:: Dataset records ::

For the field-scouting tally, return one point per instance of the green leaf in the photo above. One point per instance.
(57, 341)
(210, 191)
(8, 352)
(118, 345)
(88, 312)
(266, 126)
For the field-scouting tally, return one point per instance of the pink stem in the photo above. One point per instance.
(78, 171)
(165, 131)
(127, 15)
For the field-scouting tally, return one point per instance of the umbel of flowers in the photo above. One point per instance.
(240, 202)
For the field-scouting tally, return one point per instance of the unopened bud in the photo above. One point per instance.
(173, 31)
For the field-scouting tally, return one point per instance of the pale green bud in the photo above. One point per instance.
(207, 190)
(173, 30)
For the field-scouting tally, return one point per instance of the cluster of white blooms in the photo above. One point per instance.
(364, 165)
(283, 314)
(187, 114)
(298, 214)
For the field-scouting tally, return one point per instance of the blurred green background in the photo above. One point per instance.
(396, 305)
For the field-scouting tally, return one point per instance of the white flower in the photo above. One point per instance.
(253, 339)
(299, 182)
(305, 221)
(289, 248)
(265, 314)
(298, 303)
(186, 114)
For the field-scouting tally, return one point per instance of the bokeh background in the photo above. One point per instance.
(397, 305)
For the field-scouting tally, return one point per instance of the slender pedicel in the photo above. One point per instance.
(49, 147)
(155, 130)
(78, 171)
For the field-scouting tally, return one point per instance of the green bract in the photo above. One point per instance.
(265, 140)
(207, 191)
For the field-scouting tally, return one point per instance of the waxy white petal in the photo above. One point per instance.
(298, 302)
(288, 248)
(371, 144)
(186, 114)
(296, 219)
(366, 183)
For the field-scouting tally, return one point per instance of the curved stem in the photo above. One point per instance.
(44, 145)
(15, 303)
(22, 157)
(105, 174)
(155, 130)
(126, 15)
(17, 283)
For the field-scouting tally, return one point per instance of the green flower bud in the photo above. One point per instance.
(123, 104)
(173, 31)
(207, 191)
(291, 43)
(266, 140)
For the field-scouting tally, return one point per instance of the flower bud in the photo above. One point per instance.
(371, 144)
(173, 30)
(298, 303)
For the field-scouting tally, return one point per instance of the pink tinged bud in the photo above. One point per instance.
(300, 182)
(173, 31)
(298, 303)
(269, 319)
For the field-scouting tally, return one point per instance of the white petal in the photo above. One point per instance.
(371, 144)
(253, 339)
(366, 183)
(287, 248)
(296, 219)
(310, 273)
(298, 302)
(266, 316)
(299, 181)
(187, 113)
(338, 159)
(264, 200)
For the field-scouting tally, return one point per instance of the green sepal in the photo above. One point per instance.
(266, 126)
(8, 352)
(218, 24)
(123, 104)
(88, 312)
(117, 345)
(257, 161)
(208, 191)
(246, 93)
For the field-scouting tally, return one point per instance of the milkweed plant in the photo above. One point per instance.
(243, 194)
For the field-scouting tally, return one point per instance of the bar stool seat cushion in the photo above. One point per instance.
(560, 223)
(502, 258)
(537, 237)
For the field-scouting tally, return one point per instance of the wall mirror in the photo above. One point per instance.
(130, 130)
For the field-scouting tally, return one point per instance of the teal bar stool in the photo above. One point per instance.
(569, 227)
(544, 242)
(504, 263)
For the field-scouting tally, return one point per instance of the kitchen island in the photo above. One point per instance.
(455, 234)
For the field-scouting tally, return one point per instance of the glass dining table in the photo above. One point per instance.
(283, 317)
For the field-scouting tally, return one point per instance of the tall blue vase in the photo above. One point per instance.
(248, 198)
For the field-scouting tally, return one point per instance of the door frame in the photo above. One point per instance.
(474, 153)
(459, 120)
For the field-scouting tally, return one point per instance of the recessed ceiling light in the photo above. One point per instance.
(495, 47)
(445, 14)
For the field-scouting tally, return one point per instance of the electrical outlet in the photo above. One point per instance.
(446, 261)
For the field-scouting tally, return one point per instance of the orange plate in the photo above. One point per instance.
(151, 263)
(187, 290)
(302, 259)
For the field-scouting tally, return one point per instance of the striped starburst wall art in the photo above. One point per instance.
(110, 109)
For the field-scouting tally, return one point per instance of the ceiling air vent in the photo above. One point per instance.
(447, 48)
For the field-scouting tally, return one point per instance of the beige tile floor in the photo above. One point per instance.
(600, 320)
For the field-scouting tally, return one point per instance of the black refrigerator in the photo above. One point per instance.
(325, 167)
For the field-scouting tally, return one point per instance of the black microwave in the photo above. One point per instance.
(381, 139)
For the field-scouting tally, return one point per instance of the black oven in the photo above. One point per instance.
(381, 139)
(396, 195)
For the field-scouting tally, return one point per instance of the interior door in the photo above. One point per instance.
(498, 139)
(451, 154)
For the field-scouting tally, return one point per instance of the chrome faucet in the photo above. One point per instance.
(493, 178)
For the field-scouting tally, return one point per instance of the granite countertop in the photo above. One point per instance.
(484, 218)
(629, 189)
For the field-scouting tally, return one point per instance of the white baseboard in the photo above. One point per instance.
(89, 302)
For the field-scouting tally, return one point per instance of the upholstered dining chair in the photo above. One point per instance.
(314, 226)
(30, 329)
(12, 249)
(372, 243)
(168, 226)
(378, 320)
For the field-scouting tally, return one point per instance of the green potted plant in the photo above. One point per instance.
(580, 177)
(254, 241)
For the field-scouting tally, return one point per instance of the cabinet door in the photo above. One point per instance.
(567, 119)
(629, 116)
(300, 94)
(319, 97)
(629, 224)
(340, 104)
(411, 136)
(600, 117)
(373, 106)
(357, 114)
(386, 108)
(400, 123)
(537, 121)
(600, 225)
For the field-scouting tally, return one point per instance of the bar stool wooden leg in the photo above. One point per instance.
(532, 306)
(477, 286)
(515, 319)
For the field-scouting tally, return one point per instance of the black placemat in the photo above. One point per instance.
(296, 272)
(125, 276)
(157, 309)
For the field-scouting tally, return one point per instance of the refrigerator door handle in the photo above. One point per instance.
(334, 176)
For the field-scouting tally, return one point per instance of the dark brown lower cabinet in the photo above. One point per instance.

:::

### Task objective
Exactly as they are written, print the entries again.

### Result
For the field-scouting tally, return one point per instance of the green leaf in the photo above. One point per instance.
(57, 341)
(210, 191)
(8, 352)
(118, 345)
(88, 312)
(266, 126)
For the field-scouting tally, return one point per instance of the pink stem in the photo above. One point per instance.
(78, 171)
(165, 131)
(127, 15)
For the field-scouting tally, return one point per instance of the umbel of flowers in the photo above. One point per instance.
(240, 202)
For the field-scouting tally, return one point per instance of the unopened bud in the photo above. One point per instance.
(173, 31)
For the field-scouting tally, return one point per instance of the pale green bud in the photo above. One point per instance.
(207, 190)
(173, 30)
For the field-scouting tally, return one point per instance of the cluster of white blooms in the photo above. One point per instance.
(364, 165)
(283, 314)
(187, 114)
(298, 214)
For the field-scouting tally, return one point per instance of the blurred green background in the photo above. One point per instance.
(396, 305)
For the field-scouting tally, return one point per instance of the white flower in the photo above. One point per instance.
(253, 339)
(299, 182)
(305, 221)
(289, 248)
(265, 314)
(298, 303)
(186, 114)
For the field-scouting tally, return one point per instance of the bokeh background in the photo above. One point per instance.
(397, 305)
For the field-scouting tally, return one point per instance of the slender pedicel in the photo above. One point per instance.
(49, 147)
(155, 130)
(78, 171)
For the field-scouting tally, return one point per instance of the green bract in the photo above. One point per instance.
(265, 140)
(207, 191)
For the field-scouting tally, return one point per instance of the waxy white petal in the photo above. One point per instance.
(298, 302)
(288, 248)
(371, 144)
(186, 114)
(296, 219)
(366, 183)
For the field-scouting tally, return one point per instance of the curved stem in the photo above. One point per instance.
(44, 145)
(15, 303)
(22, 157)
(105, 174)
(155, 130)
(126, 15)
(17, 283)
For the field-scouting tally, return one point per instance of the green flower bud in the photo above. One point per instance.
(123, 104)
(173, 31)
(207, 191)
(291, 43)
(266, 140)
For the field-scouting tally, return one point per instance of the flower bud in the photo above. One point per instance.
(371, 144)
(173, 30)
(298, 303)
For the field-scouting tally, return one point per instance of the pink tinged bud in the photo above. One point per instance.
(300, 182)
(173, 31)
(298, 303)
(269, 319)
For the field-scouting tally, return one point per instance of the white petal in the photo above. One point per instance.
(371, 144)
(253, 339)
(366, 183)
(287, 248)
(296, 219)
(310, 273)
(298, 302)
(266, 316)
(299, 181)
(187, 113)
(338, 159)
(264, 200)
For the field-scouting tally, return one point per instance of the green sepal in the photo above. One point per instance.
(266, 126)
(8, 352)
(218, 24)
(123, 104)
(88, 312)
(117, 345)
(257, 161)
(208, 191)
(246, 93)
For the field-scouting tally, return one point per instance of the milkweed plant in the photo above. One point per instance.
(243, 194)
For the field-scouting tally, return one point per instance of the bar stool seat cushion in the photo above. One point per instance.
(560, 223)
(502, 258)
(537, 237)
For the field-scouting tally, return one point per instance of the wall mirror in the photo above. One point per instance.
(130, 130)
For the field-scouting tally, return one point per instance of the teal bar stool in the photo above. One point per instance.
(569, 227)
(544, 242)
(504, 263)
For the field-scouting tally, return one point per instance of the kitchen island in the photo above. One point per instance.
(455, 234)
For the field-scouting tally, return one point per instance of the glass dining table in the photo above. One point per instance.
(283, 317)
For the field-scouting tally, return one point per instance of the tall blue vase in the photo above. One point per instance.
(248, 198)
For the field-scouting tally, return one point per instance of the door frame in the photo above. One point per instance.
(474, 153)
(459, 120)
For the field-scouting tally, return one point per instance of the recessed ceiling light in the photo above. One point per instance.
(495, 47)
(445, 14)
For the field-scouting tally, return one point per instance of the electrical outlet in the photo above. One point per instance.
(446, 261)
For the field-scouting tally, return one point per instance of the orange plate in the photo above. One point per instance.
(151, 263)
(187, 290)
(302, 259)
For the field-scouting tally, return one point per instance of the striped starburst wall art in the photo above. One point per instance.
(110, 109)
For the field-scouting tally, return one point per instance of the ceiling air vent in the photo above. One point per instance.
(447, 48)
For the field-scouting tally, return one point per instance of the beige tile floor in the photo above. One point per instance.
(600, 320)
For the field-scouting tally, return one point per instance of the black refrigerator in the photo above. One point per instance.
(325, 167)
For the field-scouting tally, return one point per instance of the black microwave in the photo above. One point per instance.
(381, 139)
For the field-scouting tally, return one point per instance of the black oven in the photo above. One point per instance.
(381, 139)
(396, 195)
For the field-scouting tally, return one point per instance of the interior door in the photo above. One point per instance.
(498, 139)
(451, 154)
For the field-scouting tally, return one point per instance of the chrome faucet in the photo above. One point per instance.
(493, 178)
For the field-scouting tally, return one point per instance of the granite countertop in the photo above. One point per instance.
(484, 218)
(629, 189)
For the field-scouting tally, return one point per instance of the white baseboard in the photo above. One point per instance.
(89, 302)
For the field-scouting tally, return one point per instance of the upholstered dining chair in the photo above. One point per instance.
(314, 226)
(30, 329)
(12, 249)
(372, 243)
(168, 226)
(378, 320)
For the field-scouting tally, return one point per instance of the green potted plant in the photo above. One point per instance.
(580, 177)
(254, 241)
For the field-scouting tally, return one point per instance of the cabinet door in the photo above. One point per instance.
(567, 119)
(629, 116)
(300, 94)
(319, 97)
(629, 224)
(340, 104)
(411, 136)
(600, 117)
(373, 106)
(357, 114)
(386, 108)
(400, 123)
(537, 121)
(600, 225)
For the field-scouting tally, return one point per instance of the bar stool wooden leg in the photo above. One point per instance.
(532, 306)
(477, 286)
(515, 319)
For the field-scouting tally, return one point per instance of the black placemat in the photo above. One point per instance.
(296, 272)
(125, 276)
(157, 309)
For the field-scouting tally, return one point per instance of the refrigerator door handle in the photo above. One point per instance.
(334, 176)
For the field-scouting tally, return one point per instance of the dark brown lower cabinet in the photo above. One point per instance.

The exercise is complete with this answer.